## BEGIN Supplied records

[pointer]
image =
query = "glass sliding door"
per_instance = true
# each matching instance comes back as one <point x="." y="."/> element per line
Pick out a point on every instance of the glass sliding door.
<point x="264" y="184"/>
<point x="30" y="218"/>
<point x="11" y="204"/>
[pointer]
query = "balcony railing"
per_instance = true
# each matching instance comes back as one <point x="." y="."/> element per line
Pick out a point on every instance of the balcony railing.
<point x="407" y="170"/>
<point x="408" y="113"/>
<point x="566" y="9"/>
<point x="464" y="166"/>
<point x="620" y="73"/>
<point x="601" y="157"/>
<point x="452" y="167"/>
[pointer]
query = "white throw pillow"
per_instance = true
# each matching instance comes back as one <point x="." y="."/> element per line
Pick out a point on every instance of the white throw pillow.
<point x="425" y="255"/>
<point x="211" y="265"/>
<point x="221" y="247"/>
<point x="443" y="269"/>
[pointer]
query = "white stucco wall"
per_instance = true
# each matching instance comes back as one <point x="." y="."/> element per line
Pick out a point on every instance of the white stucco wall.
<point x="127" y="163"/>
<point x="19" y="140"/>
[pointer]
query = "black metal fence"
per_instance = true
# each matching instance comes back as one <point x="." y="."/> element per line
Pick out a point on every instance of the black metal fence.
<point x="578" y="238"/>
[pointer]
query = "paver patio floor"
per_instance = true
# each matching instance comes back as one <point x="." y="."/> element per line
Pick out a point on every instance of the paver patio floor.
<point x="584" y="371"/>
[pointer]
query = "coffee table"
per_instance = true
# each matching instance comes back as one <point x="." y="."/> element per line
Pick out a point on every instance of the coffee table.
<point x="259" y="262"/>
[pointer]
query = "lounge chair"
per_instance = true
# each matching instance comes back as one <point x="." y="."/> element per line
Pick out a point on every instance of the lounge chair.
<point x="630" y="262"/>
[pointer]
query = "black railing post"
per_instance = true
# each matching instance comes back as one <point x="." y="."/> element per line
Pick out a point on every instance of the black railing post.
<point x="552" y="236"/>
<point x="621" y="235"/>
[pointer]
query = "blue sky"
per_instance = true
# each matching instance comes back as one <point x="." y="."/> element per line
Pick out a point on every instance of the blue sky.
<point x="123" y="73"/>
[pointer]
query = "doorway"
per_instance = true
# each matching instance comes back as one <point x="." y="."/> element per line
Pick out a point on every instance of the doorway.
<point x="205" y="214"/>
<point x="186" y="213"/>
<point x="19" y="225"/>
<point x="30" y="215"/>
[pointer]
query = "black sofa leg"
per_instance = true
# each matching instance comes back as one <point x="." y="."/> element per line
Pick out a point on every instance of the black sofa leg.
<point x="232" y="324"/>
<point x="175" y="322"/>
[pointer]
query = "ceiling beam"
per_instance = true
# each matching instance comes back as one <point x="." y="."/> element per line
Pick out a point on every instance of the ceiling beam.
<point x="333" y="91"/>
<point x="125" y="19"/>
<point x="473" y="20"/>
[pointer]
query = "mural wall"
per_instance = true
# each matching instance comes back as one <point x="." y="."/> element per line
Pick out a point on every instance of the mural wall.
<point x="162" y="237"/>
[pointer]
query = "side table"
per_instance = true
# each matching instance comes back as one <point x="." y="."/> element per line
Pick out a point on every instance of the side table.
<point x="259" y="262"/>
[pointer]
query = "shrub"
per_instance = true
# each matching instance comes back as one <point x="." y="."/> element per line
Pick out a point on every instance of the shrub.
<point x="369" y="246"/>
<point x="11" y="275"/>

## END Supplied records

Set exercise
Identify every line in the rows above that contains the word "shrub", and copy each such line. Case counts.

Completed exercise
query = "shrub"
Pick out a point on every instance of the shrub.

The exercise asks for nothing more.